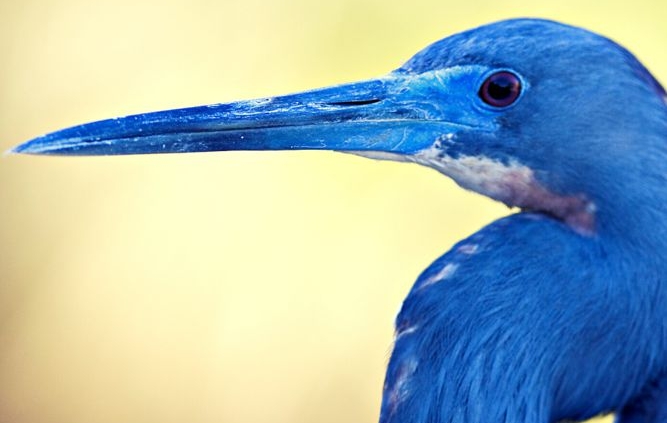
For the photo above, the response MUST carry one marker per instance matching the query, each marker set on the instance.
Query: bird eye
(500, 89)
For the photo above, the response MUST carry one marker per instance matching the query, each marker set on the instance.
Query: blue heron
(556, 312)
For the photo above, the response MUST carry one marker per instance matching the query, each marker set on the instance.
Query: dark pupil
(501, 87)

--- --- ---

◆ **THE EXERCISE**
Go through the data and rename every "instance" to "object", keeping all other text the same, and leave the pictures out of your answer.

◆ **SOLVED EXERCISE**
For the photo above, the response MUST carry one marker per object matching the query, each marker set on the object.
Query: bird eye
(500, 89)
For the photo above, the response MUST carry one marker per object matching the query, each marker set on the object.
Query: blue heron
(556, 312)
For the photo above, the response MUST carry one marker per object matching the query, each marker set on the object.
Query: dark pupil
(501, 87)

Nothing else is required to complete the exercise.